(Entries drawn from a collection)
· · ·
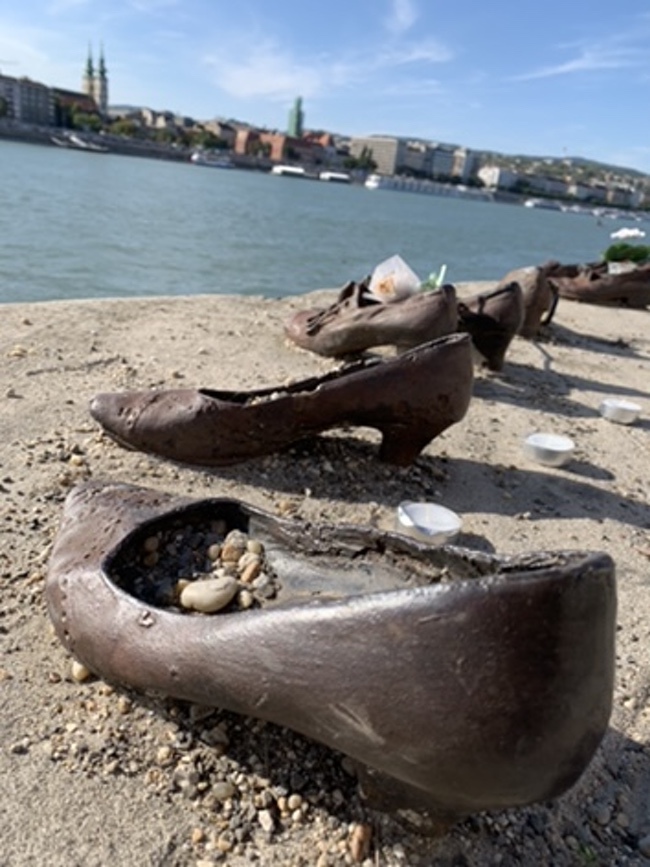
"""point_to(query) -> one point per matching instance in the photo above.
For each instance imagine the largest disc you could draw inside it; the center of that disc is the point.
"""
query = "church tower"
(296, 119)
(101, 86)
(95, 82)
(88, 80)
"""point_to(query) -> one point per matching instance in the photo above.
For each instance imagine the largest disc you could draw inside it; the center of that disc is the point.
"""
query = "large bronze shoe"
(357, 322)
(410, 399)
(493, 319)
(461, 681)
(597, 286)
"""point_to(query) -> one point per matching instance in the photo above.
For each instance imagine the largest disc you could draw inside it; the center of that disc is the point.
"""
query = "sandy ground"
(92, 775)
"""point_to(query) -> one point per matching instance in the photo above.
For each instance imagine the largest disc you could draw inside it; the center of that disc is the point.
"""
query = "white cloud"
(264, 71)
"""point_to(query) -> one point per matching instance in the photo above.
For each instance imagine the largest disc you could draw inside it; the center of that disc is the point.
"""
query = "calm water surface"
(77, 225)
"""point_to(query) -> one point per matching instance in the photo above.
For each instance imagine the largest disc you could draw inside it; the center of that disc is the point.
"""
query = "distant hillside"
(580, 167)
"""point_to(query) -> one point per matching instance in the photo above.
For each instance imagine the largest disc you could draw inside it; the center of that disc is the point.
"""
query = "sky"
(561, 78)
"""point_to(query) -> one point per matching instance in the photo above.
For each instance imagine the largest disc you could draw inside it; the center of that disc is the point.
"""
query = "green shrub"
(627, 253)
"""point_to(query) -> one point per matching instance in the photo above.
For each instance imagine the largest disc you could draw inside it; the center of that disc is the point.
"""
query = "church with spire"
(95, 82)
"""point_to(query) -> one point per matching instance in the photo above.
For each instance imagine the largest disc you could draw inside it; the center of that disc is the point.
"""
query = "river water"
(83, 225)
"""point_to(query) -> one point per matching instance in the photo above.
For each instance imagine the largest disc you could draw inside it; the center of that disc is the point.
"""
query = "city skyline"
(557, 81)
· · ·
## [EXERCISE DETAILS]
Determine how many lines of the listing above contain the string "water", with uppercase and lowercase letters treated as different. Give only the number.

## [TASK ANSWER]
2